-- Excerpt --
|---|

This is the effect I want your son to understand: While THC is in the CB1 receptor, it blocks the process of learning and memory and slows, or stops, adolescent brain development.
Because of this, exposure to marijuana during adolescence “can dramatically alter brain maturation and cause long-lasting neurobiological changes that ultimately affect the function and behavior of the adult brain.” This is according to a 2014 review of research published in academic journals that examined the consequences of marijuana use during adolescence, particularly the effects on cognitive functioning, emotional behavior, and the risk of developing a psychiatric disorder in adulthood. The damage is irreversible.

|---|

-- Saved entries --
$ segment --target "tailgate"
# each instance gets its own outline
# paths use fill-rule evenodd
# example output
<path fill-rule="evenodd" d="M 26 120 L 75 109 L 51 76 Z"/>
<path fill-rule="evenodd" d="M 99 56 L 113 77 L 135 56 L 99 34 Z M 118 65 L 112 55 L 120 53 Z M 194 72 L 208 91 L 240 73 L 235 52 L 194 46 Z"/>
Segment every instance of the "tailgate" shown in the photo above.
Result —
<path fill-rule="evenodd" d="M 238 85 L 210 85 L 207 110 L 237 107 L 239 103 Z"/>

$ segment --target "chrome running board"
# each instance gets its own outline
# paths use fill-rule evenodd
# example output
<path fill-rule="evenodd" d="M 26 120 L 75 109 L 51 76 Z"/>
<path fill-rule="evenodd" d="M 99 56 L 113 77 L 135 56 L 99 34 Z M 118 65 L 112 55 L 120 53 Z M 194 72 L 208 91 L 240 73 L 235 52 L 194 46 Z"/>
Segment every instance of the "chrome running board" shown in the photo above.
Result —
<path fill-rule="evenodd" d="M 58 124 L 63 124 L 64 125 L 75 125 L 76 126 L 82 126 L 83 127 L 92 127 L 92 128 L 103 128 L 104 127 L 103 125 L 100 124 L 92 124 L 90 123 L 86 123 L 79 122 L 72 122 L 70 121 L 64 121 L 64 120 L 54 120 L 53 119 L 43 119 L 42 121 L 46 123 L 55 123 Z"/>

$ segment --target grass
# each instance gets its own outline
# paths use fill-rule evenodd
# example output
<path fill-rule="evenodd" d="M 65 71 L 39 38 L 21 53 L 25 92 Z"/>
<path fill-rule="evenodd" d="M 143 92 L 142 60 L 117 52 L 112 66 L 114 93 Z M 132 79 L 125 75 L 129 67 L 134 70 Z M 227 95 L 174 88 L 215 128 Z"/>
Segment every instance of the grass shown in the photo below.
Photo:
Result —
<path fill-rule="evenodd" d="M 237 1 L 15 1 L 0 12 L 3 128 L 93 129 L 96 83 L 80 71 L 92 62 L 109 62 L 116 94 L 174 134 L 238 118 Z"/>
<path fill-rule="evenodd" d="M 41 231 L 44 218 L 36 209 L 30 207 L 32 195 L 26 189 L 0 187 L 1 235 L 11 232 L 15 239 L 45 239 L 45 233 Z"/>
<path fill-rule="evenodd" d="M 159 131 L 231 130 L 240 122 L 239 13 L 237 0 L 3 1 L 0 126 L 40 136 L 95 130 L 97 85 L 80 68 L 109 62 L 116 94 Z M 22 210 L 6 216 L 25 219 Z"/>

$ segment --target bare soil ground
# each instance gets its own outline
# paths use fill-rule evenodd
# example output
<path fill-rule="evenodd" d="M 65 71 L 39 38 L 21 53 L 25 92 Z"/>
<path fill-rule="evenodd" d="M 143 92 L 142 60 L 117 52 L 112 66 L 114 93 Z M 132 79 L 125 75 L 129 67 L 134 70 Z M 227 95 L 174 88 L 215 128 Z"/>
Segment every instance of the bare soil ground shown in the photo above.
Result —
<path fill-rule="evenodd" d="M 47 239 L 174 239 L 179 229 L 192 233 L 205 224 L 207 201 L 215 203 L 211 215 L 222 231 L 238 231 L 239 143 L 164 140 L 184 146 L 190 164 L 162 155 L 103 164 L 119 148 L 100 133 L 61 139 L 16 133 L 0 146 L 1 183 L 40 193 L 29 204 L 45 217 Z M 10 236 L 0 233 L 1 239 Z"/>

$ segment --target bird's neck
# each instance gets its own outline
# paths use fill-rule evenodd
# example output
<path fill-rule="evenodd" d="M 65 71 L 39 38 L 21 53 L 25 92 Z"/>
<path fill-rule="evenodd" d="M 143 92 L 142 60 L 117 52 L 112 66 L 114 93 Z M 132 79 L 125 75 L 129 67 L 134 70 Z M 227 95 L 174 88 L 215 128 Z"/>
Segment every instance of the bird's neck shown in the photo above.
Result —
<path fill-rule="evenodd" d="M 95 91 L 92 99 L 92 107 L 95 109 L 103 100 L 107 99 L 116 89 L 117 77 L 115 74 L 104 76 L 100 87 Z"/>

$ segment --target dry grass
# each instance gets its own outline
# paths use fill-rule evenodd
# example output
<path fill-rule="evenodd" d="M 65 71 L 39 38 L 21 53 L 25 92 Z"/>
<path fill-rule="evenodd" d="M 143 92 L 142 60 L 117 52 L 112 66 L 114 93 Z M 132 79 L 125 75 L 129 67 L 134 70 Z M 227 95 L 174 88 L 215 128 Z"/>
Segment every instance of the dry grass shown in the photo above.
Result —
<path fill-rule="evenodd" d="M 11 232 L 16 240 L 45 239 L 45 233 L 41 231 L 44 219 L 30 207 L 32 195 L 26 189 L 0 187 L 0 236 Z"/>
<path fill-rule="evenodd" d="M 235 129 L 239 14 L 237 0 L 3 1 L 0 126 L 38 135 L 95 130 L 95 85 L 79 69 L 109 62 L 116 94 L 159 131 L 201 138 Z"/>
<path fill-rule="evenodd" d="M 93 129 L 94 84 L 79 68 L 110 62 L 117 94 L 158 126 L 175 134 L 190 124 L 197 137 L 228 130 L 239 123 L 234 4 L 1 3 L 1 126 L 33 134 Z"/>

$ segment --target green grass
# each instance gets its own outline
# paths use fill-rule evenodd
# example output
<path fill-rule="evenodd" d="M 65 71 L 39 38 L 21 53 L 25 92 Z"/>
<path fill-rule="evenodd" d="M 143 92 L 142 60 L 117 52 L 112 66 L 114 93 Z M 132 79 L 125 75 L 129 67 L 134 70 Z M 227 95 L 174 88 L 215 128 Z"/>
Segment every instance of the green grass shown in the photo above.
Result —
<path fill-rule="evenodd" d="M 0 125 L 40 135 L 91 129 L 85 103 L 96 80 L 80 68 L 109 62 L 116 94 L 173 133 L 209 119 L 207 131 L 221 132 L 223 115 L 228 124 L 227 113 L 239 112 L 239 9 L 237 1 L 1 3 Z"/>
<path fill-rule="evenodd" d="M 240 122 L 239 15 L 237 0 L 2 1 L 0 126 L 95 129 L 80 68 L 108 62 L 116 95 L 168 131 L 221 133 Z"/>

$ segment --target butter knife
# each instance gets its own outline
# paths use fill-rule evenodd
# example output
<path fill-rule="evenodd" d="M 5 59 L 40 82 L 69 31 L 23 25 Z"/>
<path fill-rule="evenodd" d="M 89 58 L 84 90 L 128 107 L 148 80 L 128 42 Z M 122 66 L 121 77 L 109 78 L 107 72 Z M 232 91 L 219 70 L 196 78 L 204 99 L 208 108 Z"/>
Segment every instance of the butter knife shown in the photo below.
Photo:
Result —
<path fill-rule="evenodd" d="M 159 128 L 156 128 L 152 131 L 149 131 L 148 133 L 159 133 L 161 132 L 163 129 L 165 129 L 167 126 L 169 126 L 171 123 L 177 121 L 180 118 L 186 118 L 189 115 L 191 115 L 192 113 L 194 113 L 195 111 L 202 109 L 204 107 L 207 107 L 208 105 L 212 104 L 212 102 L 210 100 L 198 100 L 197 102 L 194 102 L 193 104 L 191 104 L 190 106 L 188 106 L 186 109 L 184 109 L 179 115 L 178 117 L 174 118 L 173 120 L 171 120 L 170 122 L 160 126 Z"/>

|---|

-- Questions --
(1) Answer these questions about the excerpt on marijuana and the adolescent brain:
(a) While THC is in the CB1 receptor, what process does it block?
(b) In what year was the review of research on adolescent marijuana use published?
(c) How does the excerpt describe the damage?
(2) Proceed with the excerpt on marijuana and the adolescent brain, writing on from its final sentence.
You can set the items aside, since none of this work draws on them.

-- Per-task outputs --
(1)
(a) The process of learning and memory.
(b) 2014.
(c) As irreversible.

(2)
I think this bears repeating because, in my experience, parents consistently resist the notion that “a little pot smoking is harmful” by insisting that what I’ve written here is controversial. You don’t have to trust me on this. According to Judith Grisel, an internationally recognized neuroscientist, an expert on addiction at Bucknell University, and author of Never Enough:
The world’s best science now indicates that the long-term consequences of adolescent drug use, acting upon a very plastic brain that is highly tuned to news and pleasure while at the same time a bit retarded in terms of self-control, may be grim. . . . Chronic THC users have an increased tendency to feel blue, show more difficulty with complex reasoning, and suffer from things like anxiety, depression, and social problems. . . . For adults, the neural changes caused by marijuana . . . would likely recover with abstinence. However, consequences are more likely to be permanent when exposure occurs during adolescence. In addition to dampening reward sensitivity, THC acts in pathways that ascribe value or import to our experiences, and if these are muted, especially for a lifetime, the impacts are likely to be broad and deep. The heart of the matter is that the brain adapts to any drug that alters its activity, and it appears to do this permanently when exposure occurs during development.
In other words, marijuana causes brain damage in adolescence. It won’t help your son manage his anxiety over the long run, and it may even increase the odds that he’ll suffer from anxiety more, as cannabis use is also associated with a dysregulated stress response.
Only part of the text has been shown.